Rosa 'Lady of Megginch'
Pretty, rounded buds open to large, full, deep rose pink flowers on these medium-sized plants. It’s a vigorous bloomer that can be pruned or allowed to grow into a tall, bushy shrub. The fragrance is fruity and Old Rose, with a hint of raspberry. It’s named for the late Baroness Strange, a rose gardener who made her home in Scotland’s Megginch Castle.
'Lady Emma Hamilton'
‘Lady Emma Hamilton’ produces dark red buds backed with splashes of orange. When the flowers fully open, they become tangerine orange inside. Their perfume is a strong, fruity mix of pear, grape, and citrus. The rose, named for Horatio Nelson’s lover, celebrates the 200th Anniversary of the Battle of Trafalgar.
Available as a climber or a medium-sized shrub, ‘Teasing Georgia’ produces deep yellow flowers that fade to pale yellow with a beautiful two-tone effect. The disease resistant bushes are named for two well-known media personalities in Germany, Ulrich and Georgia Meyer. The pleasant Tea Rose scent is medium-strong.

* [CHECK YOUR UNDERSTANDING]:
1. In the rose descriptions, which scents make up the perfume of 'Lady Emma Hamilton'?
2. Carry on the rose descriptions from the point where they stop.
The stored lines that come next are separate material with no connection to the rose descriptions.

Stored entries
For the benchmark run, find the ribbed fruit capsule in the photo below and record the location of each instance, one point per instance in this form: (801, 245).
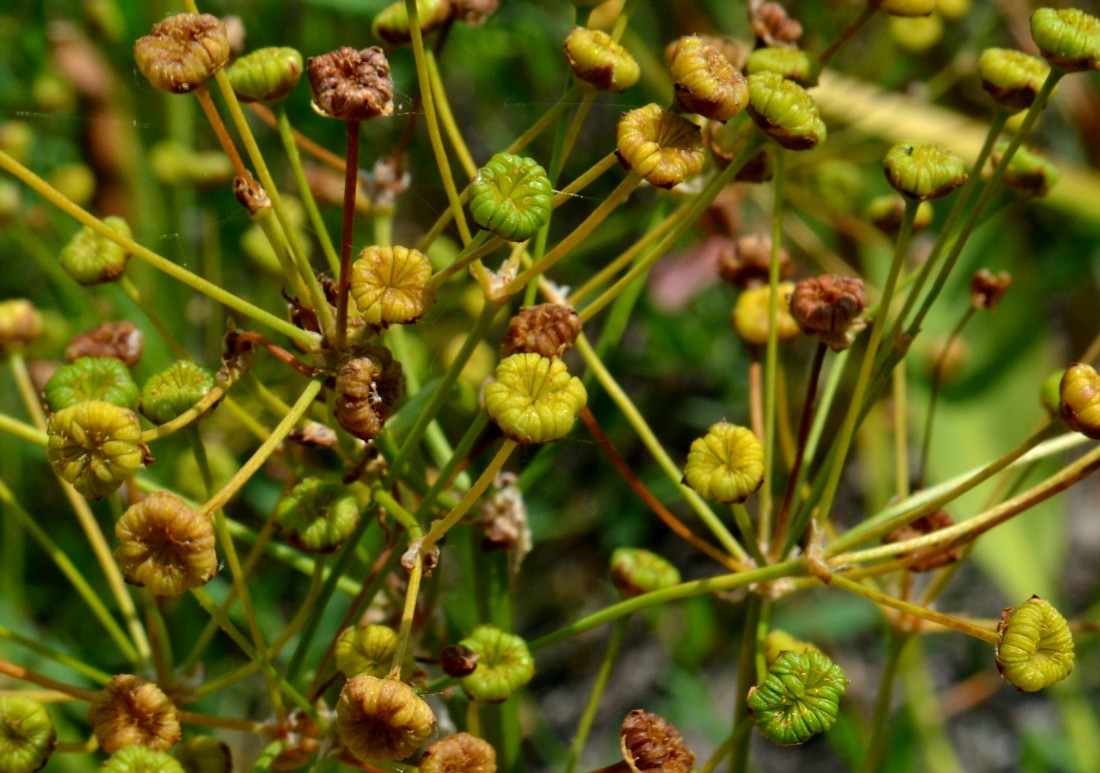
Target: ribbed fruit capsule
(726, 464)
(705, 81)
(1012, 77)
(548, 329)
(20, 324)
(1036, 648)
(183, 52)
(317, 516)
(793, 64)
(905, 8)
(142, 760)
(504, 664)
(392, 24)
(26, 735)
(784, 111)
(95, 445)
(366, 391)
(510, 197)
(382, 719)
(600, 62)
(534, 399)
(1079, 399)
(750, 315)
(366, 650)
(351, 85)
(265, 75)
(92, 258)
(637, 571)
(663, 147)
(799, 698)
(1068, 39)
(459, 753)
(389, 285)
(921, 170)
(174, 390)
(131, 710)
(91, 378)
(651, 743)
(165, 545)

* [ANSWERS TO EACH TASK]:
1. Its perfume is a strong, fruity mix of pear, grape, and citrus.

2.
Like other roses in the English Alba group, ‘Royal Jubilee’ has a light, airy, vigorous growth habit that works well in borders. The big, semi-doubled flowers are a deep, velvety pink held against glossy, grey-green foliage. These repeat-flowering shrubs grow to 5’ tall by 3’ wide and have very few thorns. There’s a note of blackcurrants in the flowers’ fruity fragrance.
'The Lark Ascending'
This rose’s light perfume changes as the flowers age, opening with Tea Rose and ending as myrrh. The shrubs grow up to 5’ tall and 3’ wide, making them a good addition to mixed perennial borders. The loosely cupped petals are a soft apricot color and have darker, golden-apricot stamens.
'Heathcliff' produces scarlet, fully doubled flowers that open to a rosette shape.The plants grow approximately 3 ½’ tall by 3’ wide, with shiny, deep green foliage. This variety has an unusual perfume that combines a Tea Rose scent with the fragrance of Old Roses; there’s an undertone of earthy, dry cedar.
Tricks to Extend the Life of Your Roses
- Roses can last a week or more if you take care of them right says florist Greg Ansley.
- Always cut your stems under water at an angle with a sharp nonserrated knife. This gives the rose more absorption area to pull in water.
- Place the stems in warm water, abut 94 degrees F.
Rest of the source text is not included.